Identify, in the records below, every line where the string "outline" appears, and copy each such line.

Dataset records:
'''

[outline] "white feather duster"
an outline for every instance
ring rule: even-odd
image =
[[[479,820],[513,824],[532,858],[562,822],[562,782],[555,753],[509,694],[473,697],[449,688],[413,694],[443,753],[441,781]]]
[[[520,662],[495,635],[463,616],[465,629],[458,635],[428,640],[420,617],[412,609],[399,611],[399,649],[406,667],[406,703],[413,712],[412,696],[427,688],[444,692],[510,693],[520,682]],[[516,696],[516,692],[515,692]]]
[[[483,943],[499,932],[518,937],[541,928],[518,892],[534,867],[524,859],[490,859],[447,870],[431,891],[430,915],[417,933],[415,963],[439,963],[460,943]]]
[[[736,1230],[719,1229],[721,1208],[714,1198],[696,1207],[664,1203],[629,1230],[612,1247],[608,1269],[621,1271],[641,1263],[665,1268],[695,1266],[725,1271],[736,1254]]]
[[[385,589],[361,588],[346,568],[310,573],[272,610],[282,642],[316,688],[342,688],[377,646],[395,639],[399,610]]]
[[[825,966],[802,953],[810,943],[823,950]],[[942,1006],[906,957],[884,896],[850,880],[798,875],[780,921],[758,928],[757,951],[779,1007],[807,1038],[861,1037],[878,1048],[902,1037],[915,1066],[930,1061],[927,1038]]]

'''

**Response box:**
[outline] "white feather duster"
an outline for every instance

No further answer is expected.